:: Your objective ::
Pick out every line in the items below that contains the string "crane", and copy each of those lines unchanged.
+++ Given entries +++
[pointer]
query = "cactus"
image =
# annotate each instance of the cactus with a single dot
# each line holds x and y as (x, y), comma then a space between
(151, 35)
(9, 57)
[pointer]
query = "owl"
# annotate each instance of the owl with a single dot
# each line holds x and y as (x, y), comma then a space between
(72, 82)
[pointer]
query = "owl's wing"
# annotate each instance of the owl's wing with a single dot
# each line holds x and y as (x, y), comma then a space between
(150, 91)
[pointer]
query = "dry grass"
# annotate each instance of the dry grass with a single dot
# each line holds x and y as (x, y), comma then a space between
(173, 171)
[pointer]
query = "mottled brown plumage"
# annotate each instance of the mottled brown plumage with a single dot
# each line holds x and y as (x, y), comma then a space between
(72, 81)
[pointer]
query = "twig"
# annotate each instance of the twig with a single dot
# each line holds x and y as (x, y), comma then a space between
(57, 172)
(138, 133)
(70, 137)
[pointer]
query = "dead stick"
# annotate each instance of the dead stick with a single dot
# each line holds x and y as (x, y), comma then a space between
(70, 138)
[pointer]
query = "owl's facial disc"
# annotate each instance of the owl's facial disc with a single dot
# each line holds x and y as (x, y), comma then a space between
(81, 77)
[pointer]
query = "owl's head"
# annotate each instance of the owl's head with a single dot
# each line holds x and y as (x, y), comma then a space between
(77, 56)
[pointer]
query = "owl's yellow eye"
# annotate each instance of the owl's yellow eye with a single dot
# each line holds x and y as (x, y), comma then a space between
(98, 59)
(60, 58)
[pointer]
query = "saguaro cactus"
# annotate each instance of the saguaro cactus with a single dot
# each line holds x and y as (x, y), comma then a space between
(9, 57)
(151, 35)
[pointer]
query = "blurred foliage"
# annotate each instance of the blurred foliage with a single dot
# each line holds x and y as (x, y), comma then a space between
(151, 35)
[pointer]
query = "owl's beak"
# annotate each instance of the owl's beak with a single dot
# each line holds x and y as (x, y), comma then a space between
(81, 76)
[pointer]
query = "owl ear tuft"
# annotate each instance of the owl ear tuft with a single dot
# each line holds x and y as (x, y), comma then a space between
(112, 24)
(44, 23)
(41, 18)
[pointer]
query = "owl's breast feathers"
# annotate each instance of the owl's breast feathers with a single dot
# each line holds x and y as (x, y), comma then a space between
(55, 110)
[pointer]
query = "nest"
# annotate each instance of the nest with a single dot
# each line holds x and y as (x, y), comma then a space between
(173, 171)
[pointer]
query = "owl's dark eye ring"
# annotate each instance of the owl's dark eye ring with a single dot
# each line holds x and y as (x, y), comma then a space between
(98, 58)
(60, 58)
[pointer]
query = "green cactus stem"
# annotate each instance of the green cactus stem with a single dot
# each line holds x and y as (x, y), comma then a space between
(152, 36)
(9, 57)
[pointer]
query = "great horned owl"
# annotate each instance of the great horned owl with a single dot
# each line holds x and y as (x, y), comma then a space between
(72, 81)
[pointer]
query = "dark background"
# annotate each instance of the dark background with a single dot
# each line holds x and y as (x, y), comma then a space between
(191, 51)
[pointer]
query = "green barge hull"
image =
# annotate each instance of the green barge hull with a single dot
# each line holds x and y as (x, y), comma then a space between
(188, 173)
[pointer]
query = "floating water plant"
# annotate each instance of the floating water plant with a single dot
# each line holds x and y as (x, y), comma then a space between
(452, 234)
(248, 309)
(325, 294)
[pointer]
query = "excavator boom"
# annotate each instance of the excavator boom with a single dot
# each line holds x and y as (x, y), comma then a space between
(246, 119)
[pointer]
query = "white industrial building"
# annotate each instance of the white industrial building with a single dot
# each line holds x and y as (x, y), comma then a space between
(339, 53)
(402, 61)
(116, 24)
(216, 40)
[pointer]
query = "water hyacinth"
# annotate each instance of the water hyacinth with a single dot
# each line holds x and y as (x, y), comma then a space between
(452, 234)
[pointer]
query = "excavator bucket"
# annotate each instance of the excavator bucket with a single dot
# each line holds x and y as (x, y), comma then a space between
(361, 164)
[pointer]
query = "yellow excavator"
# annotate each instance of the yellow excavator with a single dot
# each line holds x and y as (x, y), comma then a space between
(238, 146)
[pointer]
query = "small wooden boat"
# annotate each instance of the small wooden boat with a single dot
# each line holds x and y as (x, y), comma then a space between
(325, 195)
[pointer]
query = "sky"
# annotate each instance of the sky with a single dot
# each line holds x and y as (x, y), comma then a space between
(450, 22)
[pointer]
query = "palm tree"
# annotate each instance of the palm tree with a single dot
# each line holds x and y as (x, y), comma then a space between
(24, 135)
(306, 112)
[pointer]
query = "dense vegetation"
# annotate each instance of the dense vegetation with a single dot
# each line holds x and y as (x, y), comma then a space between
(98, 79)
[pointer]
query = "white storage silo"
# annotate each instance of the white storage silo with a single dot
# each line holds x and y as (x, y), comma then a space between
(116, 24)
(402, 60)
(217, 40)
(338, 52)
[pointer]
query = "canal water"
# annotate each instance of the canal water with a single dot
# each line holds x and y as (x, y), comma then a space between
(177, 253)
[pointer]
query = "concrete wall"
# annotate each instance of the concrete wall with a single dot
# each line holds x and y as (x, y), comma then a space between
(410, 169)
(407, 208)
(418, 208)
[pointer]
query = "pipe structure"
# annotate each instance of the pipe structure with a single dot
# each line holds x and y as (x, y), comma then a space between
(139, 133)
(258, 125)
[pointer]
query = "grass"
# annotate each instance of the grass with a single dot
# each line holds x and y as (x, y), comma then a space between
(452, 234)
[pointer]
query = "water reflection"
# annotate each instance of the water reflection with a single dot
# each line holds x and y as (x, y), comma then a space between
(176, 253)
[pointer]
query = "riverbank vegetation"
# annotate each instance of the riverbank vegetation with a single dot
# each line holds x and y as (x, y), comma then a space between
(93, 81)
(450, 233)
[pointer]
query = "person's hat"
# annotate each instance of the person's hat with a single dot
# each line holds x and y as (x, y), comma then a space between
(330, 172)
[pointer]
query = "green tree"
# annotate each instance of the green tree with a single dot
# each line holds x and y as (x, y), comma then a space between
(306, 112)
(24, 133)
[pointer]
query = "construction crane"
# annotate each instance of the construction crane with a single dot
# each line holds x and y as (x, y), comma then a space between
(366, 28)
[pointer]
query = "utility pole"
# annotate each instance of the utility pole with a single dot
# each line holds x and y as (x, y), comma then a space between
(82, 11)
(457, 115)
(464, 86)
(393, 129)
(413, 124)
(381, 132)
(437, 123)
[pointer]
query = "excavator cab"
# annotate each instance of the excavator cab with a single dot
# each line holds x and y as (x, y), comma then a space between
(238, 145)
+++
:: Full output ::
query = "construction crane"
# annotate each instance of the construction crane with a single dot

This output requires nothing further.